§ Exercise aim: Rewrite the records from their start through the line containing "left=0, top=820, right=215, bottom=955", replacing "region" with "area" and leaving everything else unchanged.

§ Raw records:
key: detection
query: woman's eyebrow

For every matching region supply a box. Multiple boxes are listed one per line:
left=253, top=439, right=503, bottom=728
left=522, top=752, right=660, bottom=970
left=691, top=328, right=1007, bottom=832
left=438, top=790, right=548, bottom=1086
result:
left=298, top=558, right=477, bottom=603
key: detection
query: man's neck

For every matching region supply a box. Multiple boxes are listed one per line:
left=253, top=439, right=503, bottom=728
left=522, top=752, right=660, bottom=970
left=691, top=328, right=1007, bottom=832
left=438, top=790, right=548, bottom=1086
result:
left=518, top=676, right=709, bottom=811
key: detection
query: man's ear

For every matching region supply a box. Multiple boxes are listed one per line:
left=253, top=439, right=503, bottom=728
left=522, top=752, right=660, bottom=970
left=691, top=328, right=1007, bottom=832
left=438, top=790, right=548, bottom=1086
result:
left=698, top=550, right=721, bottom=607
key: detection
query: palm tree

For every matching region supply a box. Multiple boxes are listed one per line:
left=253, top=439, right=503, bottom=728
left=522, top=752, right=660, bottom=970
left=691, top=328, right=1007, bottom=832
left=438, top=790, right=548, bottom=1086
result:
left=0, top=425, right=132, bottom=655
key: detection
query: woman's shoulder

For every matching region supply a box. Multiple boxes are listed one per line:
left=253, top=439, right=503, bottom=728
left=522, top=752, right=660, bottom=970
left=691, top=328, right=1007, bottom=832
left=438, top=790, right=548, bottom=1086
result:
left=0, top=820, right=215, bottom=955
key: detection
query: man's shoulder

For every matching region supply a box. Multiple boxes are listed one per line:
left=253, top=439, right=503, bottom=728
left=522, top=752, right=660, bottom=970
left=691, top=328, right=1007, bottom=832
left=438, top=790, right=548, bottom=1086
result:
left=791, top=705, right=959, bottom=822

§ Output for this task:
key: detection
query: woman's eyebrow

For every matching area supply a box. Multiple boxes are listed one per line:
left=253, top=439, right=503, bottom=728
left=522, top=752, right=660, bottom=970
left=691, top=328, right=1007, bottom=832
left=438, top=790, right=548, bottom=1086
result:
left=298, top=558, right=477, bottom=603
key: detection
query: man's neck

For every matching area supply a box. Multiple boxes are listed one per line:
left=253, top=439, right=503, bottom=728
left=522, top=752, right=660, bottom=970
left=691, top=328, right=1007, bottom=832
left=438, top=790, right=548, bottom=1086
result:
left=518, top=676, right=709, bottom=811
key: detection
query: man's ear

For every matching area supply a box. Multiple boxes are listed one per line:
left=253, top=439, right=503, bottom=728
left=522, top=752, right=660, bottom=970
left=691, top=328, right=1007, bottom=832
left=438, top=790, right=548, bottom=1086
result:
left=698, top=550, right=721, bottom=607
key: detection
query: palm tree

For every matching area supply a box. Multiple boxes are listed one per line:
left=253, top=439, right=503, bottom=728
left=522, top=752, right=660, bottom=970
left=691, top=328, right=1007, bottom=832
left=438, top=790, right=548, bottom=1086
result:
left=0, top=425, right=132, bottom=655
key: detection
query: woman's shoulder

For every matching area supply a box. Multiple boxes are listed one per line:
left=253, top=439, right=503, bottom=728
left=522, top=752, right=660, bottom=970
left=691, top=328, right=1007, bottom=832
left=438, top=790, right=548, bottom=1086
result:
left=0, top=820, right=215, bottom=955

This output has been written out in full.